▸ **Brief**: Count the lines in the records that contain the string "yellow", with case significant. Give only the number.

──────── Material supplied

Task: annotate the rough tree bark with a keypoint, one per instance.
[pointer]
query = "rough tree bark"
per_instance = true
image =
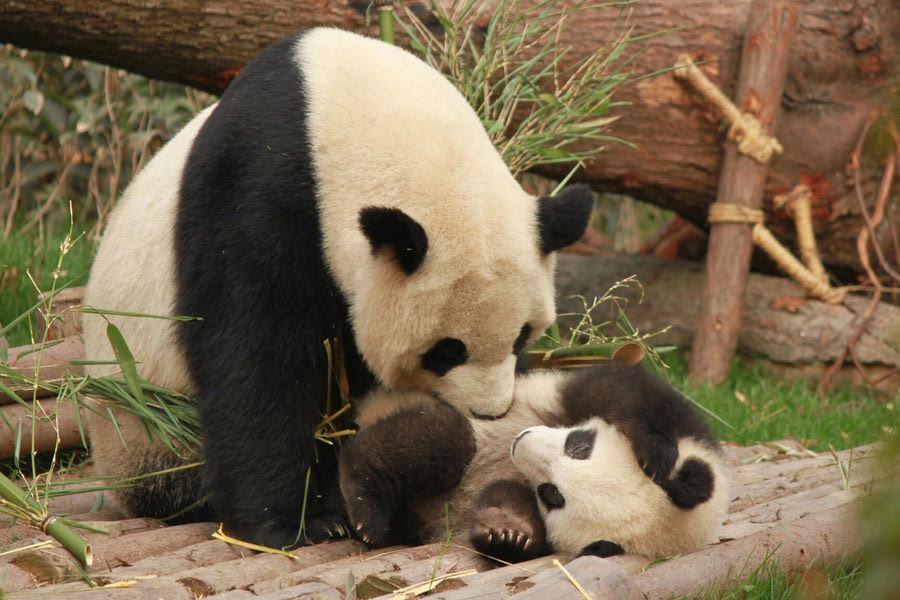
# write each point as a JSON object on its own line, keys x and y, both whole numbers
{"x": 844, "y": 61}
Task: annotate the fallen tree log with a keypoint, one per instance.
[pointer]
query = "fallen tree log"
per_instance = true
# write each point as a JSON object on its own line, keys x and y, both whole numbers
{"x": 844, "y": 61}
{"x": 780, "y": 323}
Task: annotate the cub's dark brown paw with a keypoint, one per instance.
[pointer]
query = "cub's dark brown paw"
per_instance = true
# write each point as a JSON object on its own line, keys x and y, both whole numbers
{"x": 504, "y": 535}
{"x": 368, "y": 520}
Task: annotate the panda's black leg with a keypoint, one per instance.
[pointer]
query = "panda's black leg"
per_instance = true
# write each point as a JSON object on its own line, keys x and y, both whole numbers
{"x": 410, "y": 454}
{"x": 507, "y": 524}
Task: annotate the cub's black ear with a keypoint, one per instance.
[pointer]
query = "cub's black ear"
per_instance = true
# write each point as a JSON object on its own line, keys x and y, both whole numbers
{"x": 692, "y": 485}
{"x": 563, "y": 218}
{"x": 602, "y": 549}
{"x": 392, "y": 230}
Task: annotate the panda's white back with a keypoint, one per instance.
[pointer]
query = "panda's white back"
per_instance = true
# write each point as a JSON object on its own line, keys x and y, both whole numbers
{"x": 136, "y": 255}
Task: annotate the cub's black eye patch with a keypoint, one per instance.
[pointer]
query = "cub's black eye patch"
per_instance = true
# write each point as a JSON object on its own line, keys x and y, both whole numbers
{"x": 551, "y": 496}
{"x": 580, "y": 444}
{"x": 444, "y": 355}
{"x": 520, "y": 342}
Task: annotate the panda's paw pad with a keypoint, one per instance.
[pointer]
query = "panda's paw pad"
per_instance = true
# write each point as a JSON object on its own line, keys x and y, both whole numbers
{"x": 368, "y": 523}
{"x": 500, "y": 533}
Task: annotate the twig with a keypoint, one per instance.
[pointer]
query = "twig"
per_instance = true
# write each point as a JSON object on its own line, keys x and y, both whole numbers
{"x": 862, "y": 247}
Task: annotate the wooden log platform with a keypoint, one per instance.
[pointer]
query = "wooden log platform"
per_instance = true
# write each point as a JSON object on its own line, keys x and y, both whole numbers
{"x": 789, "y": 505}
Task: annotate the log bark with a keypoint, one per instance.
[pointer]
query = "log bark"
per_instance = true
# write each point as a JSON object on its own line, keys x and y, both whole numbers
{"x": 844, "y": 60}
{"x": 40, "y": 427}
{"x": 779, "y": 322}
{"x": 763, "y": 66}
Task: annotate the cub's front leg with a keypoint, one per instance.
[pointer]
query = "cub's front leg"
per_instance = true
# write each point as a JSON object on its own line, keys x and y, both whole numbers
{"x": 410, "y": 454}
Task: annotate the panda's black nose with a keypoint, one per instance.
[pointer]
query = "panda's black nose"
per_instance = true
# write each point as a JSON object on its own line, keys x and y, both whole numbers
{"x": 516, "y": 441}
{"x": 550, "y": 495}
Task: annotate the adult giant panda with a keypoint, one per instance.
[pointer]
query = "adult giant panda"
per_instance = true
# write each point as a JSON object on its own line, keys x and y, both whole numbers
{"x": 340, "y": 188}
{"x": 609, "y": 461}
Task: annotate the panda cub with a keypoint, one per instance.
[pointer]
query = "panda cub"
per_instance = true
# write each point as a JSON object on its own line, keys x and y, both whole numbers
{"x": 612, "y": 460}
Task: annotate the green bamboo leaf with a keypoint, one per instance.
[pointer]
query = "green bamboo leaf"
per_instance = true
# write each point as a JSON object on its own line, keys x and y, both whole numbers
{"x": 125, "y": 359}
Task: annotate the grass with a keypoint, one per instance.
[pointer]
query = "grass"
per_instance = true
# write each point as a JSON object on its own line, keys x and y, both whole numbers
{"x": 760, "y": 406}
{"x": 841, "y": 580}
{"x": 28, "y": 265}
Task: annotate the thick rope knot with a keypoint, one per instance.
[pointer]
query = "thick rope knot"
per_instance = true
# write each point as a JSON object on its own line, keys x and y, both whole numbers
{"x": 748, "y": 133}
{"x": 745, "y": 130}
{"x": 810, "y": 275}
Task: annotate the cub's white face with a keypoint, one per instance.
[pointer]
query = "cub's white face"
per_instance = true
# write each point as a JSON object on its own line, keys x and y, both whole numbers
{"x": 588, "y": 483}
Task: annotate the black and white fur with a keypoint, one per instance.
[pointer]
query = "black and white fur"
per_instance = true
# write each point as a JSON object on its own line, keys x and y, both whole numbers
{"x": 339, "y": 188}
{"x": 608, "y": 461}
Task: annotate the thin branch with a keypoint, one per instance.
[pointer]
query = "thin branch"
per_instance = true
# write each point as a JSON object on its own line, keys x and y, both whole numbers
{"x": 862, "y": 246}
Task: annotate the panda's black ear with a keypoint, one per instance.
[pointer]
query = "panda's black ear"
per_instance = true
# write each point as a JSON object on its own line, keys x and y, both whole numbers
{"x": 602, "y": 548}
{"x": 563, "y": 218}
{"x": 392, "y": 230}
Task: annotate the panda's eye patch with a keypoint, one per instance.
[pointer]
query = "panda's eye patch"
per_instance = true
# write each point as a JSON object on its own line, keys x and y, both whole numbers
{"x": 551, "y": 496}
{"x": 580, "y": 443}
{"x": 444, "y": 355}
{"x": 520, "y": 342}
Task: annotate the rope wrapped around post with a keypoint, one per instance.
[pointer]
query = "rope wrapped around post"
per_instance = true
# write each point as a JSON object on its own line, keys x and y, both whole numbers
{"x": 746, "y": 130}
{"x": 816, "y": 285}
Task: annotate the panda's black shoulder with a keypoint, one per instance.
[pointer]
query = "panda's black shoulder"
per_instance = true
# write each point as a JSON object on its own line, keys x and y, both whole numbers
{"x": 634, "y": 400}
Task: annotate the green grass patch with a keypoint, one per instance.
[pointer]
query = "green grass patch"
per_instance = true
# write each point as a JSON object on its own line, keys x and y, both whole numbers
{"x": 28, "y": 265}
{"x": 761, "y": 406}
{"x": 841, "y": 580}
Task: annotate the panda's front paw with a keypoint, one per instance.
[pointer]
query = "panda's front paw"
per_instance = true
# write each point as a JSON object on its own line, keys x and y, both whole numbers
{"x": 323, "y": 527}
{"x": 505, "y": 535}
{"x": 369, "y": 521}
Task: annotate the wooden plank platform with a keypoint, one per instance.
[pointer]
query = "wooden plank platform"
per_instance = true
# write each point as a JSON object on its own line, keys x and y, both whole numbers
{"x": 787, "y": 503}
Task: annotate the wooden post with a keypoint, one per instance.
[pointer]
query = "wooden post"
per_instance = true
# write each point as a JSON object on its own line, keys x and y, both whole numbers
{"x": 764, "y": 60}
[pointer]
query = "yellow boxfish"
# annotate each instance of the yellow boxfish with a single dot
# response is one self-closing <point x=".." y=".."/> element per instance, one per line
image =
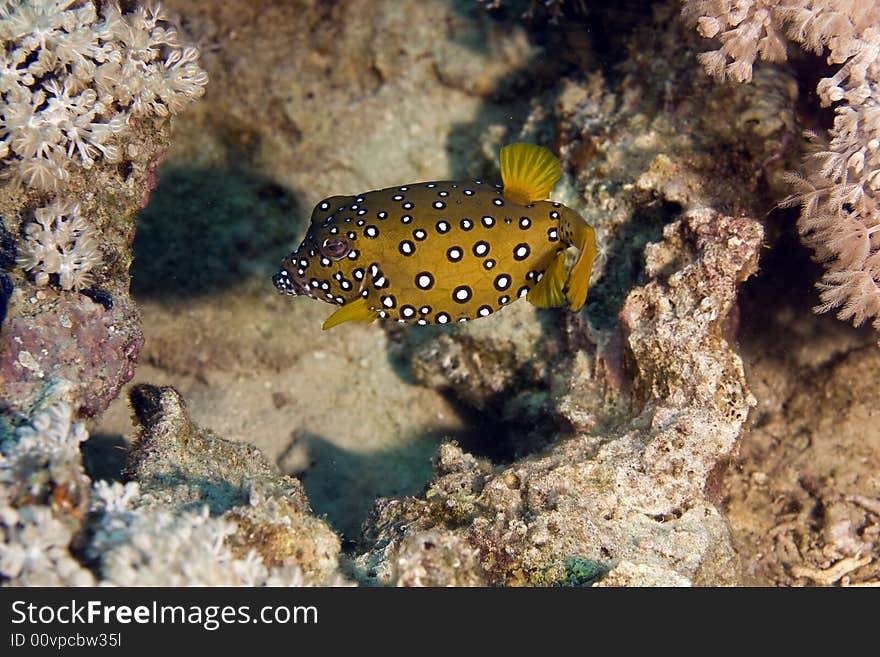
<point x="446" y="251"/>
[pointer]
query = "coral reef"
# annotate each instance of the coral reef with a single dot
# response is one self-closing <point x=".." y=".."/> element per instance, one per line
<point x="839" y="190"/>
<point x="166" y="527"/>
<point x="86" y="91"/>
<point x="60" y="243"/>
<point x="632" y="494"/>
<point x="72" y="76"/>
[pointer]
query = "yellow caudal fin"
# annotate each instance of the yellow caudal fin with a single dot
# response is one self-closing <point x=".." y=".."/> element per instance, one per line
<point x="528" y="172"/>
<point x="579" y="277"/>
<point x="354" y="311"/>
<point x="548" y="293"/>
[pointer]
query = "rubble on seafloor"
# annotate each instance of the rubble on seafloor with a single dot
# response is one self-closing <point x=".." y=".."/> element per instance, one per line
<point x="604" y="439"/>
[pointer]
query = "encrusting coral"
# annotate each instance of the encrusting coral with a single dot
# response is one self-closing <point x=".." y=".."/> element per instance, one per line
<point x="73" y="73"/>
<point x="86" y="89"/>
<point x="60" y="243"/>
<point x="131" y="534"/>
<point x="839" y="191"/>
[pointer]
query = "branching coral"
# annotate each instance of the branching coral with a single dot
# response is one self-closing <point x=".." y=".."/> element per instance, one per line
<point x="72" y="74"/>
<point x="839" y="191"/>
<point x="59" y="243"/>
<point x="37" y="462"/>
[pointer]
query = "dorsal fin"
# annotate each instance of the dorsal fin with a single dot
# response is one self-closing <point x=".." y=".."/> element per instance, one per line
<point x="528" y="172"/>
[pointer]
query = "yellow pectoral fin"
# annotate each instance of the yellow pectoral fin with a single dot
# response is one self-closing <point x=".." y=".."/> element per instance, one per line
<point x="354" y="311"/>
<point x="548" y="293"/>
<point x="579" y="277"/>
<point x="528" y="172"/>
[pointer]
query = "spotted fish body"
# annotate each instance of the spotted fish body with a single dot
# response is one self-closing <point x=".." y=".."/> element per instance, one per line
<point x="435" y="253"/>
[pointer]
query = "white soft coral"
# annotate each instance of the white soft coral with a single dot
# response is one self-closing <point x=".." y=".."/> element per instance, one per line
<point x="71" y="76"/>
<point x="59" y="243"/>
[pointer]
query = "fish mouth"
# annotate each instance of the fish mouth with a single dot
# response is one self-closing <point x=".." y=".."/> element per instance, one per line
<point x="287" y="285"/>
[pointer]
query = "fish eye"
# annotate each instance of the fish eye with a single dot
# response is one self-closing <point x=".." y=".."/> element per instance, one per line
<point x="335" y="248"/>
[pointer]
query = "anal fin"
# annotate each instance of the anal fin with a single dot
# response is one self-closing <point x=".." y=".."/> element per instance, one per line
<point x="354" y="311"/>
<point x="579" y="277"/>
<point x="548" y="293"/>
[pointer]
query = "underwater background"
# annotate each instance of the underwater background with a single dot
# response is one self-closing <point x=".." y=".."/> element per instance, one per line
<point x="695" y="424"/>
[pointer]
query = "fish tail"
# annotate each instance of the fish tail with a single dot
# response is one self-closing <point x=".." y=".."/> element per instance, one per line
<point x="528" y="172"/>
<point x="580" y="234"/>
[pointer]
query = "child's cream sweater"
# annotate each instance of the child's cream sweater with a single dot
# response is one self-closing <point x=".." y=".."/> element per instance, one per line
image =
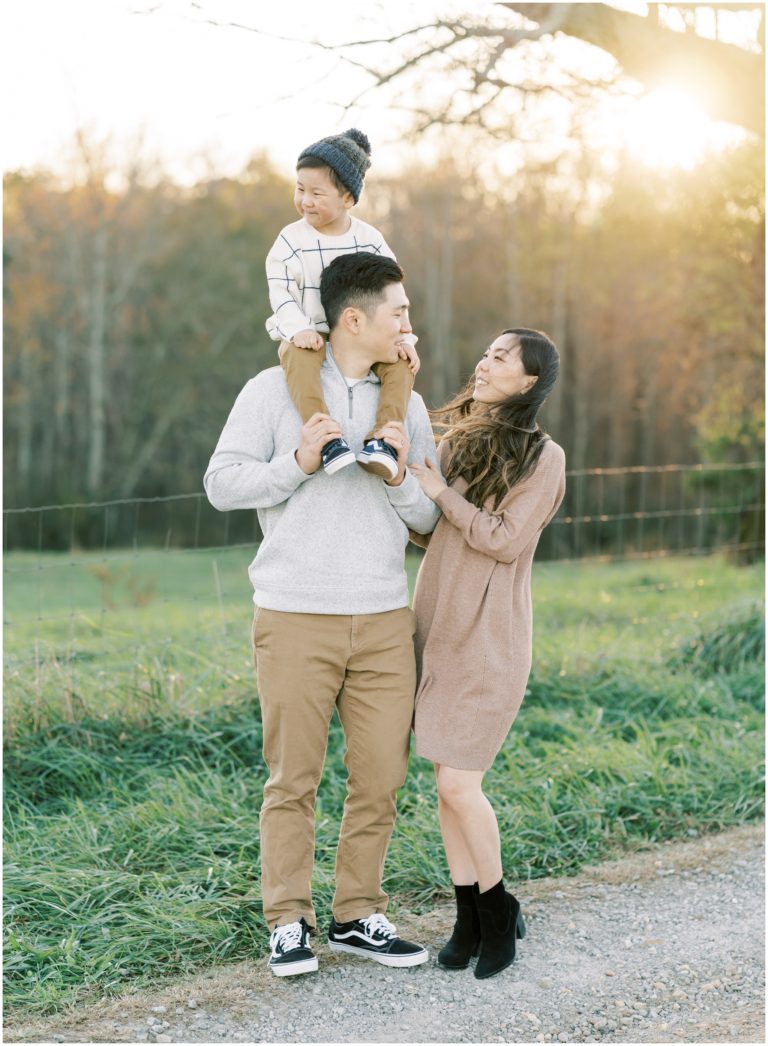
<point x="294" y="267"/>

────────────────

▸ **Reply**: 6